◆ CONSIGNE ÉCRITE:
Répondez aux questions suivantes à partir du texte sur l'endettement des collectivités :
(a) De combien les dotations de l'État doivent-elles baisser d'ici à 2017 ?
(b) Quel est le taux de l'emprunt de Montoire depuis l'affaire du franc suisse ?
(c) Par quelle loi l'État a-t-il décidé de la mise en place d'un fonds de soutien aux collectivités ?

◆ TEXTE EXTRAIT:
-*-*-

Face à ces situations qui aggravent davantage encore la fragilité des budgets locaux, les collectivités, qui subissent par ailleurs la baisse des dotations de l’État (-11 milliards d’ici à 2017), s’inquiètent de l’avenir de leurs capacités financières alors même que nombre d’entre elles finalisent actuellement leurs plans budgétaires pour l’année.

Pour certaines, la perspective d’un nouveau plongeon vers un grave endettement se conjugue sur le mode de la colère. À Montoire (Loir-et-Cher), élus et citoyens ont manifesté le 31 janvier contre les « banquiers vampires ». La ville a vu le taux de son emprunt passer de 5 % en 2007 à 30 % depuis l’affaire du franc suisse.

En difficulté, les collectivités se tournent donc vers l’État et lui demandent d’agir. Or, rien n’est acquis pour l’instant. L’affaire du franc suisse renvoie en effet aux relations conflictuelles entre l’État et les collectivités à propos de la méthode récemment adoptée et censée aider les entités locales face à leur endettement dû aux emprunts toxiques.

Un fonds sous-dimensionné

Alors que depuis le scandale médiatisé des emprunts toxiques en 2010, nombre de collectivités ont mené des actions en justice afin d’obtenir réparation, soit l’annulation de leurs dettes contractées auprès des banques, ce que certaines ont obtenu, l’État, via la loi de finances de 2014, a décidé de la mise en place d’un fonds de soutien aux collectivités impactées par ces emprunts.

-*-*-

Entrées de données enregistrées
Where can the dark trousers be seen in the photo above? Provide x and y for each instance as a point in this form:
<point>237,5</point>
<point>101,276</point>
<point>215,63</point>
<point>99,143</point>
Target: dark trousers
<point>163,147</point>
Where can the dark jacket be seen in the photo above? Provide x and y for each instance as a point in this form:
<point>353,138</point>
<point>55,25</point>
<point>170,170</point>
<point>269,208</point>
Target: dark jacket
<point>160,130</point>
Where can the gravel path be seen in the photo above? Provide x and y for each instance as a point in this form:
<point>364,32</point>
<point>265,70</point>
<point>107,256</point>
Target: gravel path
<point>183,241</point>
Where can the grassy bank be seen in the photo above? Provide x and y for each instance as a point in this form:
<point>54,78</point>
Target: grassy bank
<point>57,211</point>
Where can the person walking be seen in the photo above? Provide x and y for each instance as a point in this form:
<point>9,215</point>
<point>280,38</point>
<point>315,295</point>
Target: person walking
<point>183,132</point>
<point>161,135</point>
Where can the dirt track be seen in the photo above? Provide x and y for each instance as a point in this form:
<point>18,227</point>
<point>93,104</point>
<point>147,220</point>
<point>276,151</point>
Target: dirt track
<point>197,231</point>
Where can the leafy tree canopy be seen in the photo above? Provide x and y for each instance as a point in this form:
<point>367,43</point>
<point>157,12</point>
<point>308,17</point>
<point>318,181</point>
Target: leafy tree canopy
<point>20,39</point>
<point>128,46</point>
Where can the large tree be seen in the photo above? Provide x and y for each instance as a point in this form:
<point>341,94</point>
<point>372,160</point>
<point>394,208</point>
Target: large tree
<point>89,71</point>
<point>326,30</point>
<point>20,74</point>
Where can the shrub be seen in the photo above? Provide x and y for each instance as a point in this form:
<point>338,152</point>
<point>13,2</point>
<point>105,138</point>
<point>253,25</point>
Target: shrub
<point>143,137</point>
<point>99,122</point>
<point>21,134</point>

-*-*-

◆ CORRIGÉ:
(a) De 11 milliards.
(b) 30 %.
(c) Par la loi de finances de 2014.